### Directives
1) In the movie reviews, why does the reviewer say the super cheesy ending fits the film? Explain in one to three sentences.
2) Carry the movie reviews forward from where they stop.

### Passage given
■ ■ ■
I am happy to announce that my way of watching the movie totally worked. It added a whole new level to it, especially during the moments when he skyped back home to his girlfriend and fought over his journey. He just needed to be true to himself, you know?

Unfortunately, that is an add on bonus for me but not something the movie itself could deliver. So technically Hector only goes three places from London. I think what I want most out of this movie is just more. His journey seemed so much more epic in scale, only going to 3 (okay, kind of 4) places is disappointing. I wanted him to experience all sorts of cultures and lifestyles. But he really only got 2 maybe 3.

The ending itself is also super cheesy. Which fits because with the animations and writing on the screen, it is a kind of cheesy movie. It is a sort of strange dramedy, that is not as good at the drama portions as one would like.

Overall, it is just another average movie. It could have been a lot more entertaining, and didn’t suffer from bad acting at all. Just a weaker plot that makes the film hard to fully embrace.

2 out of 4.

The Woman Who Wasn’t There

Sometimes, you hope a documentary allows some amount of surprise. But other times it is impossible. With The Woman Who Wasn’t There, as soon as you find out who we are talking about, you know exactly what happens.
■ ■ ■
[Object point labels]
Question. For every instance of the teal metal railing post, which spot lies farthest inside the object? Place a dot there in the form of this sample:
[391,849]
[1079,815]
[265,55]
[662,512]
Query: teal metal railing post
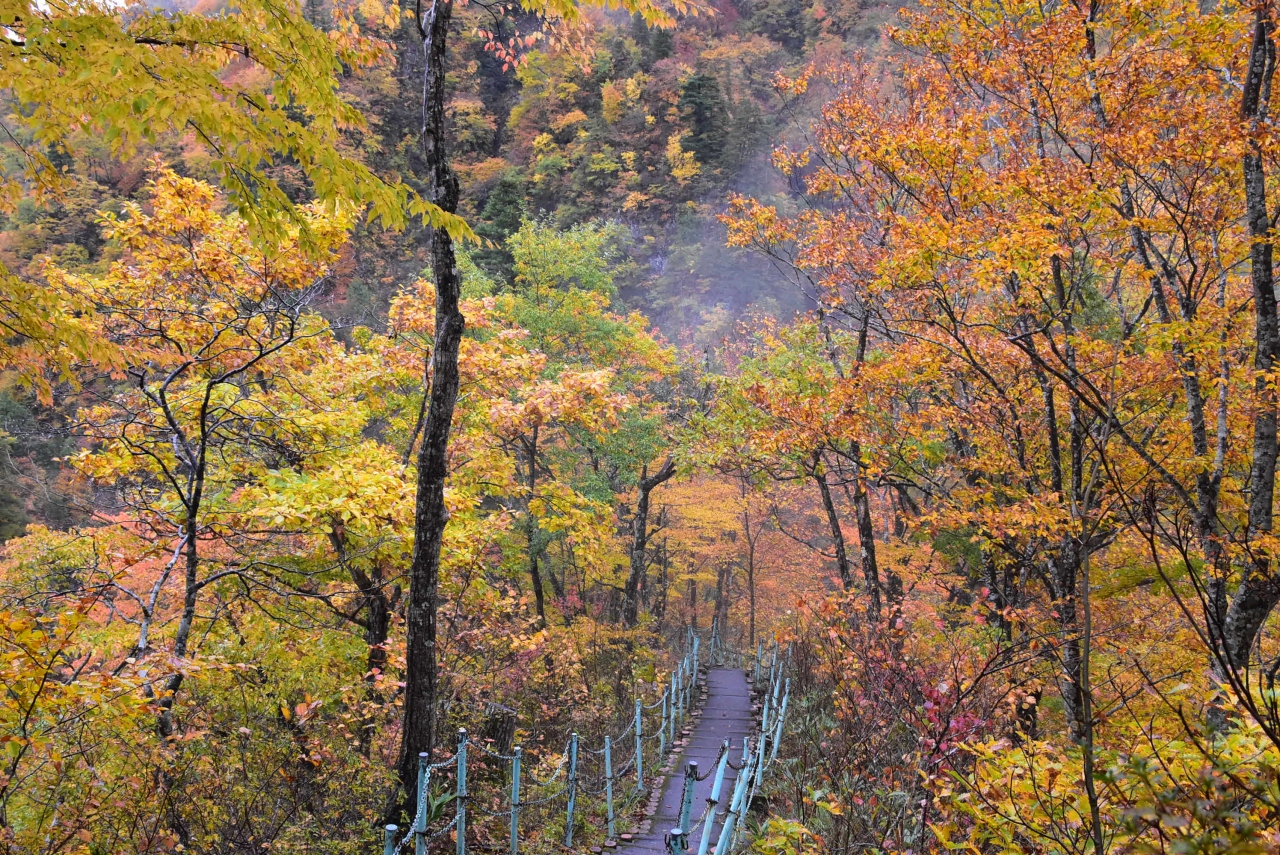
■ ■ ■
### The replies
1) The reviewer says the cheesy ending fits because the movie, with its animations and writing on the screen, is a kind of cheesy movie overall.

2)
But that makes sense. There is no way to surprise someone, because if it was about just some woman, Tania Head, who happened to be a 9/11 survivor, you’d wonder why you were watching the documentary.

So of course, Tania Head is not really Tania Head. She is instead Alicia Esteve Head, from Barcelona, Spain. This documentary talks about her 9/11 claims, her story, what she did, and how she got found out.

Oh hai there
But she did get to meet famous people along the way!

Needless to say, she wasn’t even in the USA during 9/11. That didn’t prevent her from starting a 9/11 Survivor support group on the internet, where she fabricated a well researched story. She had a job in the building, she had a fiance/husband in the other one (who totally existed), she had a hero in there that existed, and she had good information.

Just you know, all pieces of other real stories and put hers together making it a big grand tale of sadness, grief, and luck.

I hadn’t heard of this woman before hand, nor did I hear about this scandal in 2007 when it was found out. But hey, a nice relatively short documentary summed it up decently.

The documentary tried to play it out like a creepy thriller, but that is silly, since again, we know how it ends by the end. Despite old interviews with Tania and Tania’s old friends, it still just felt like a waiting game of “Oh did she screw up here?!!? Nope…”

The biggest let down of this documentary/story is just how quickly it ends after the aftermath. Tania did a good job of hiding from the internet and trying to bring her life back together. It ends with only one sighting after the fact in the documentary, but if you go to the wiki page above you can see some more detailed after math information that came out post documentary.

A fucked up story and an okay documentary.

2 out of 4.

True Story

True Story is a True Story! And given the cast, it is going to be a hilarious romp about a real life situation that is probably grossly exaggerated!

Or or or or! No, maybe this is a pseudo-sequel to This Is The End? Our main characters playing themselves, maybe pre-Apocalypse!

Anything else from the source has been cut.